EXERCISE DETAILS:
Please rewrite everything in the material below, from the line containing "of the parked" down to the end of the material with both ends included, and keep the requests unchanged. Shift every coordinate in the answers by adding -50 to each number.

>> Start EXTRACTED ENTRIES

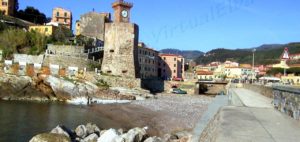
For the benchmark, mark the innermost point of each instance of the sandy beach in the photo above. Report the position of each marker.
(164, 114)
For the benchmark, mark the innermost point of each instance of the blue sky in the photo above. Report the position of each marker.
(199, 24)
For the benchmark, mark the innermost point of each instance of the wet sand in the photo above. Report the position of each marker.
(166, 114)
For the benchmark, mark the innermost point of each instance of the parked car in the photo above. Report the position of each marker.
(178, 91)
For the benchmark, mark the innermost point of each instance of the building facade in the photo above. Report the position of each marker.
(171, 67)
(7, 7)
(148, 61)
(62, 16)
(205, 75)
(239, 73)
(47, 30)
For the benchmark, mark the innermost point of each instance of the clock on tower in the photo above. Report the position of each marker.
(122, 11)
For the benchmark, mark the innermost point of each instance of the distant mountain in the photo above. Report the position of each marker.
(187, 54)
(265, 54)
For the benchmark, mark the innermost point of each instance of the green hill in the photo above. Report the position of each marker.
(265, 54)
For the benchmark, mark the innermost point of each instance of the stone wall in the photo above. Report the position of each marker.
(287, 100)
(65, 61)
(264, 90)
(66, 50)
(120, 50)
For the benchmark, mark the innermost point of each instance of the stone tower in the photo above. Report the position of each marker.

>> End EXTRACTED ENTRIES

ANSWER TO THE PROBLEM:
For the benchmark, mark the innermost point of each instance of the parked car in the photo above. Report the position of each marker.
(128, 41)
For the benchmark, mark the innermost point of each instance of the building facade in the photo above. Report the position of each marker.
(121, 17)
(-43, -43)
(98, 11)
(12, -34)
(155, 25)
(189, 23)
(-3, -20)
For the benchmark, mark the innermost point of each instance of the clock on tower in the photo above. Report the position of each marker.
(72, -39)
For the benchmark, mark the innermost point of each instance of the distant mountain in the photo above. Report the position of each marker.
(137, 4)
(215, 4)
For the benchmark, mark the innermost point of each instance of the green hill in the photo above. Report the position of each marker.
(215, 4)
For the benchmark, mark the innermost point of each instance of the stone wall in the photo above. Report the position of each marker.
(237, 50)
(15, 11)
(214, 40)
(16, 0)
(70, 0)
For the benchmark, mark the innermost point of each instance of the stone tower in the photo above. Report the position of each marker.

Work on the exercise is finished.